:: SELECTION
Kedela wer kalyakoorl ngalak Wadjak boodjak yaak.

Today and always, we stand on the traditional land of the Whadjuk Noongar people.

Tim Meakins. Photo by Duncan Wright.

Tim Meakins

Commission | Artist Showcase
Gallery 10
Until 7 February

AGWA's new interior rooftop gallery opens with a flex in Muscle Beach, a solo exhibition from one of WA's most exciting young artists.

Muscle Beach is a solo exhibition by Perth artist and designer Tim Meakins, comprising 10 giant 3D-printed sculptures of weightlifters, posers and grinning weights. Occupying AGWA’s new interior rooftop gallery, these figures offer a playful take on the culture of self-preening and physical development.

They embody the lengths we go to in meeting improbable ideals, while also honouring the expressive capacity of cartoons and digital media to imagine strange new entities we might become. Without a trace of moralism, Muscle Beach is about the pleasure and problematics of holding an idea of who we are, and are yet to be, in one and the same thought, in one and the same flex.
::::
PROBLEMS TO WORK ON:
1. From the Muscle Beach exhibition text, print the passage starting at "Today and always, we" and ending at "exciting young artists.".
2. According to the Muscle Beach exhibition text, how many sculptures make up the exhibition, and how were they made?
3. Decide whether each statement agrees with the Muscle Beach exhibition text, and support each yes or no with the deciding words quoted from it: (a) The exhibition is shown in Gallery 10. (b) Tim Meakins is an artist and designer based in Melbourne. (c) The exhibition runs until 7 February.
:: RAW DATA
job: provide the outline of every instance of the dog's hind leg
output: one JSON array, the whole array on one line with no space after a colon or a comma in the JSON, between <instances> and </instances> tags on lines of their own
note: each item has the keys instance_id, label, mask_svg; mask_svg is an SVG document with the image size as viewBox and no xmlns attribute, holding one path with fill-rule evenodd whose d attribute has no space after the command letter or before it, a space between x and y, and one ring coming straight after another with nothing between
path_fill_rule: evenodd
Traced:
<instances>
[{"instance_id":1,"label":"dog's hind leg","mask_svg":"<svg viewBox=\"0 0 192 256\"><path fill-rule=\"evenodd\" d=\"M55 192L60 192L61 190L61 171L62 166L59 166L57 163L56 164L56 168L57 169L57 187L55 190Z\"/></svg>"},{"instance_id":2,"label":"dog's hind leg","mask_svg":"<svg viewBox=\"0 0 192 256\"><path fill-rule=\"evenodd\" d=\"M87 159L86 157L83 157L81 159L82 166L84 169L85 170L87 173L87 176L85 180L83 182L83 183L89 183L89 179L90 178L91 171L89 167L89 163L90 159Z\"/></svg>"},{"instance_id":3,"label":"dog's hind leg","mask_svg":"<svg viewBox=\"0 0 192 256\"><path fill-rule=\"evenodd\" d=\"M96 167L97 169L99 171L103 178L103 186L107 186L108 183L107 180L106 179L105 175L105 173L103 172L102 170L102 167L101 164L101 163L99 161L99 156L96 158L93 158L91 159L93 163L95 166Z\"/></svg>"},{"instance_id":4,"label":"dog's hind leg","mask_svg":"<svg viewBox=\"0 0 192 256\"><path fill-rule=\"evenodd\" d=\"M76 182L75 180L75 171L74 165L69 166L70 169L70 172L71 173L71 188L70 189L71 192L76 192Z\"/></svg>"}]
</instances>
::::
SET OF ANSWERS:
1.
Today and always, we stand on the traditional land of the Whadjuk Noongar people.

Tim Meakins. Photo by Duncan Wright.

Tim Meakins

Commission | Artist Showcase
Gallery 10
Until 7 February

AGWA's new interior rooftop gallery opens with a flex in Muscle Beach, a solo exhibition from one of WA's most exciting young artists.

2. Ten giant sculptures, made by 3D printing.

3.
(a) Yes: "Gallery 10"
(b) No: "Perth artist and designer Tim Meakins"
(c) Yes: "Until 7 February"